__Source text__
----
Published: 10 May 2023

The International Health Coordination Centre (IHCC) at Public Health Wales has detailed how supporting, strengthening and championing international and global health activity directly benefits people in Wales and beyond.

The IHCC progress report 2018-2022 explains how working together with other countries during the Coronavirus pandemic enabled NHS Wales to be more resilient and globally responsible. 

The IHCC team, said:  

“The last few years have been a turbulent period for health systems and the health workforce as a result of the coronavirus (COVID-19) pandemic, but the report shows significant international collaboration taking place despite this. The examples included in the report clearly demonstrate the mutual benefit of global health cooperation, including during emergencies. 

“The IHCC has continued to evolve and make progress despite the pandemic disruption and suspension of its work during this time but there is still much to be done to rebuild confidence and momentum following such enormous changes and challenges. 

“In terms of international health, Wales is fortunate to have strong structures and drive at both grassroots and strategic levels. There are positive approaches being implemented currently which along with good leadership and government support should permit the growth of more collaborative, impactful and mutually beneficial environment and activities. ” 

Examples of Wales’ collaborative working include: 

  • Public Health Wales’s input into informing the Welsh Government’s response to the COVID-19 pandemic, using regular International Horizon Scanning and learning reports. These are ongoing, now taking a broader look at public health priorities and emerging issues/threats. 
  • A clinical and academic partnership with Indonesia to support development of the Indonesian ambulance service, funded through a UK research grant. This has developed mathematical models to guide developments and provided clinical paramedicine training. 
  • An all-Wales pharmacy collaboration with Malawi to improve antimicrobial stewardship and reduce antimicrobial resistance, funded by UK Official Development Assistance. A toolkit and training were developed to improve practice, and the partnership engaged with national bodies to ensure alignment with wider health strategies.
----
__Dataset__
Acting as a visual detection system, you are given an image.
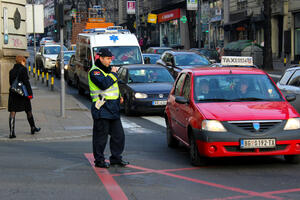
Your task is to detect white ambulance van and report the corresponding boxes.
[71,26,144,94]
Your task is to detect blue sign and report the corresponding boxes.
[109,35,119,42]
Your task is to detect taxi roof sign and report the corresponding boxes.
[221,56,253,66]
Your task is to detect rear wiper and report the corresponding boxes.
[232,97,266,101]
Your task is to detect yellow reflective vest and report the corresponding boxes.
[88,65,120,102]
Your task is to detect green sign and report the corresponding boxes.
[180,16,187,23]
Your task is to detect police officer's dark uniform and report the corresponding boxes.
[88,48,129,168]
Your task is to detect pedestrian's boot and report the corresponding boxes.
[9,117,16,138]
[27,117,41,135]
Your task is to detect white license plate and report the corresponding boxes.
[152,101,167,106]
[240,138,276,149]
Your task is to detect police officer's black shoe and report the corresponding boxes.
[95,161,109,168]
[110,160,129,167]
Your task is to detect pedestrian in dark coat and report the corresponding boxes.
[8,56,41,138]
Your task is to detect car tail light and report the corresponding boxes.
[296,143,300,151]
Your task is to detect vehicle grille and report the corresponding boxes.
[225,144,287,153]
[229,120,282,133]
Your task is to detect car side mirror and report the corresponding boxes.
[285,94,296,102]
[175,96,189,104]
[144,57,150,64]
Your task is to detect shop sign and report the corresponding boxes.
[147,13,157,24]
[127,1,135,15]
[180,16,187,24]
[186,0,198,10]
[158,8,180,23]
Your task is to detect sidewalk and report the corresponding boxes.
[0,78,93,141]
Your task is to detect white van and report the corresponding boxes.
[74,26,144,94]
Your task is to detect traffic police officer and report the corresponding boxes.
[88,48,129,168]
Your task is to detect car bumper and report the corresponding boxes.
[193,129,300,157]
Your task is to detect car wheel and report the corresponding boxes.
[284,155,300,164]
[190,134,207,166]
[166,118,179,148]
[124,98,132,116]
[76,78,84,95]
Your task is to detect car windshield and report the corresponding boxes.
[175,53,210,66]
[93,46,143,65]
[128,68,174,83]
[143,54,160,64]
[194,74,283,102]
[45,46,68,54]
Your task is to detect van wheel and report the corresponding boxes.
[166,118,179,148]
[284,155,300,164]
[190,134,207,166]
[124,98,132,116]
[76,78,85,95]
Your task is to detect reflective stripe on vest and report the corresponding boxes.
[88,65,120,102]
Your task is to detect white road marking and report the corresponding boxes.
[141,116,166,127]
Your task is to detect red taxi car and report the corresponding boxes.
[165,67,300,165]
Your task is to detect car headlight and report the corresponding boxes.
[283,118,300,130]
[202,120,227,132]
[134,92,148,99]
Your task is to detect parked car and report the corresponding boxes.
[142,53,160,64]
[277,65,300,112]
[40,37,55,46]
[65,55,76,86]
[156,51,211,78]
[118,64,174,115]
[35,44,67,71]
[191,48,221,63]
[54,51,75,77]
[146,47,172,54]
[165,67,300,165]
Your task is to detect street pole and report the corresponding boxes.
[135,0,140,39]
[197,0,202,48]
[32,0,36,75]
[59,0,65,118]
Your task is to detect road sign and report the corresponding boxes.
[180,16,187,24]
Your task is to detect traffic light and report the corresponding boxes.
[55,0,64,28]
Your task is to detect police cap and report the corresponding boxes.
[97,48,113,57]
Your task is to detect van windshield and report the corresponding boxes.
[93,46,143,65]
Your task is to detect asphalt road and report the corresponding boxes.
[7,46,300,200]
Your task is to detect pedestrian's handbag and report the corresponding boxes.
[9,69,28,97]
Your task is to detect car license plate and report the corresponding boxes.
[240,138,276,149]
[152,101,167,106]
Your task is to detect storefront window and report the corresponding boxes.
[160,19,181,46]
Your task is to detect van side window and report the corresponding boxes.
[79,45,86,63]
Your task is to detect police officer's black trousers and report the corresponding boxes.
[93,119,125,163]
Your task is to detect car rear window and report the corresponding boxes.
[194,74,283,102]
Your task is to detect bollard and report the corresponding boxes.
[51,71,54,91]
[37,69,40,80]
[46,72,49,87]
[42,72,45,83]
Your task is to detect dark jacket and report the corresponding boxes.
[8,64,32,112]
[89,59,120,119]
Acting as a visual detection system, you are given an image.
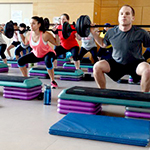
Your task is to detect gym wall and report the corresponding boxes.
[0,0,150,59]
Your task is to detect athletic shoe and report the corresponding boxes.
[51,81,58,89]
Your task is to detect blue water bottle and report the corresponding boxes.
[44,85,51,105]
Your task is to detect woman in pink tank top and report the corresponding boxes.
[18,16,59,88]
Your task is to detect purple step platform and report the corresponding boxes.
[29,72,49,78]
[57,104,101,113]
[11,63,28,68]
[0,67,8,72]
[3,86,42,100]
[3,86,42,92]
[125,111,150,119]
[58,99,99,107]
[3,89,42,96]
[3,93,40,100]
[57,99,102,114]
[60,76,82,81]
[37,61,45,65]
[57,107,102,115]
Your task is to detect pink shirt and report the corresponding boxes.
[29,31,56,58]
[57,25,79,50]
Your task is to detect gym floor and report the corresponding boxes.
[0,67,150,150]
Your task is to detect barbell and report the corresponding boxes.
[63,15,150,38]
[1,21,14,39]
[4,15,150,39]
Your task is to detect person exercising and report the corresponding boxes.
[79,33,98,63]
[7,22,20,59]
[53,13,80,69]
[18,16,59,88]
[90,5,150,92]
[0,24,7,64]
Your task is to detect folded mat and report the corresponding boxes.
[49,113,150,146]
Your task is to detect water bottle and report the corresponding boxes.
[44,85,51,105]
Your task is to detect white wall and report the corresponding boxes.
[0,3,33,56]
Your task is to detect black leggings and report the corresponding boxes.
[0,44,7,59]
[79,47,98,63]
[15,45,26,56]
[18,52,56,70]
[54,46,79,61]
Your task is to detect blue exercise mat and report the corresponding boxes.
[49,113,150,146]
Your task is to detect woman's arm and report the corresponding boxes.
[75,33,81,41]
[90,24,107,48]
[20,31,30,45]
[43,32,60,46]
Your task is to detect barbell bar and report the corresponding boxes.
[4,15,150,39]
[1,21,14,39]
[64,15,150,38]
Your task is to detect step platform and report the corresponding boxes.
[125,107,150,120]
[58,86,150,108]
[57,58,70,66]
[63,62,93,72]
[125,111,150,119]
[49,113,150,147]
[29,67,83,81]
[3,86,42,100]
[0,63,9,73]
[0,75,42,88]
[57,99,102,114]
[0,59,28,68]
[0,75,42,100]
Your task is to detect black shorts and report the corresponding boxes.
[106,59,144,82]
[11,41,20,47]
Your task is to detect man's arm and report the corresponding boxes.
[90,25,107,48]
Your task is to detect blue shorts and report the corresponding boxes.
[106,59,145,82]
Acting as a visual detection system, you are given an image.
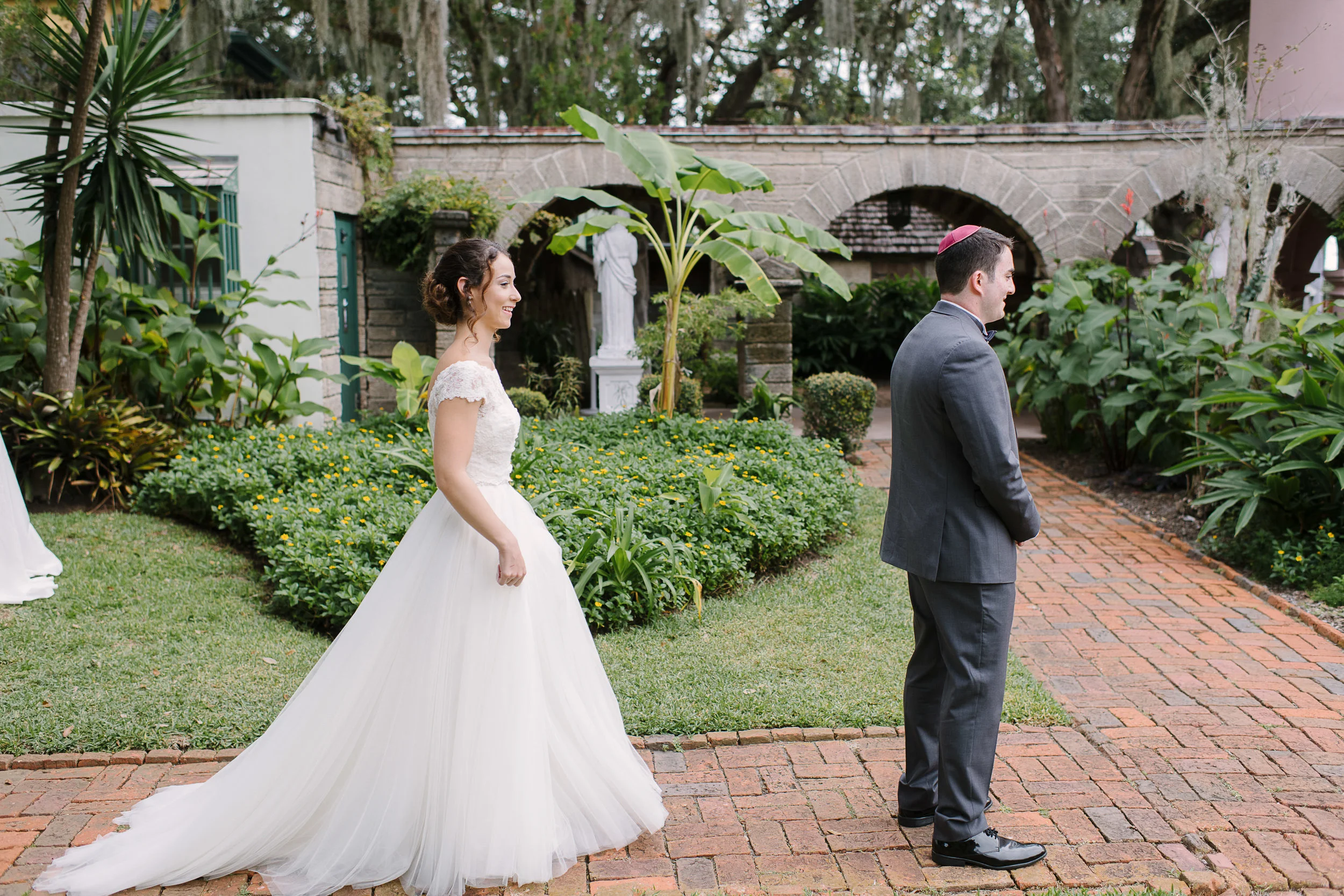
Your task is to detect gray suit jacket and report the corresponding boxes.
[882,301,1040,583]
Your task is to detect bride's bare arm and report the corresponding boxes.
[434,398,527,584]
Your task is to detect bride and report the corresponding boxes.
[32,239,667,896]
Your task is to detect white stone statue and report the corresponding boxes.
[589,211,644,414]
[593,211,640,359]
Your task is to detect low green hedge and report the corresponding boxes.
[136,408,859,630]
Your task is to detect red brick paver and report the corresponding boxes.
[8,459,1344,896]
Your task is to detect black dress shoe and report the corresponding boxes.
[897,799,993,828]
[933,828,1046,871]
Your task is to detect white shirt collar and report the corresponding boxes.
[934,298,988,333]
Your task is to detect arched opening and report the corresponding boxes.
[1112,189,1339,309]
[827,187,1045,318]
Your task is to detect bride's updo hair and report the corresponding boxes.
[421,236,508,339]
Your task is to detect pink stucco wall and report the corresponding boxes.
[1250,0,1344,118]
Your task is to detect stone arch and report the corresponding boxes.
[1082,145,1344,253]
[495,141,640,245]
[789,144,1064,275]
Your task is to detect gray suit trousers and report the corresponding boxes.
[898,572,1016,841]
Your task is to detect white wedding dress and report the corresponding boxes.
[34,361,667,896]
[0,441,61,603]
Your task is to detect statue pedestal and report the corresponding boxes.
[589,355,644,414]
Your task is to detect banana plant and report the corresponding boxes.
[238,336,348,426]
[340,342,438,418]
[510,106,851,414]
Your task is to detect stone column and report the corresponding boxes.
----
__What to work on__
1/ In the Public Health Wales article, which country's ambulance service does the clinical and academic partnership support?
2/ Shorten the paragraph of the Public Health Wales article that begins "In terms of international health," and keep its main facts.
3/ Write what comes next in the Public Health Wales article, picking up after its last sentence.
The entries are material separate from the Public Health Wales article.

__Your responses__
1/ Indonesia.

2/ Wales has strong international health structures and drive at both grassroots and strategic levels. Current positive approaches, backed by good leadership and government support, should let more collaborative, impactful and mutually beneficial activity grow.

3/
  • A research project to promote use and assess the impact of a debriefing tool for clinical teams. This was in collaboration with institutions in Spain and Norway and was funded by a European research grant. The tool has been used to support clinicians during the pandemic and is now in use in twenty countries across the world. 
  • A link between north Wales and Kenya which, guided by a needs assessment, has developed a community events-based surveillance reporting system and training, funded by the Welsh government’s Wales and Africa programme. Over 60 Community Health Volunteers have been trained and now report concerns directly to the district public health team. 
  • Two Welsh Government funded reports examining Wales’s international health activity, with recommendations to strengthen this. A Steering Group has considered the recommendations and there are plans to implement change. 

The report highlights the IHCC’s role, achievements, ways of working, collaborative structures and activities; and outlines the evolution of the IHCC in relation to global, UK, national and local developments. These include challenges and opportunities such as the UK withdrawal from the European Union (‘Brexit’), the COVID-19 pandemic and the ‘cost of living’ crisis. It demonstrates the tools used to enable shared learning, facilitate cross-NHS and cross-sector synergies, and maximise benefits to the health and well-being of the people in Wales and beyond.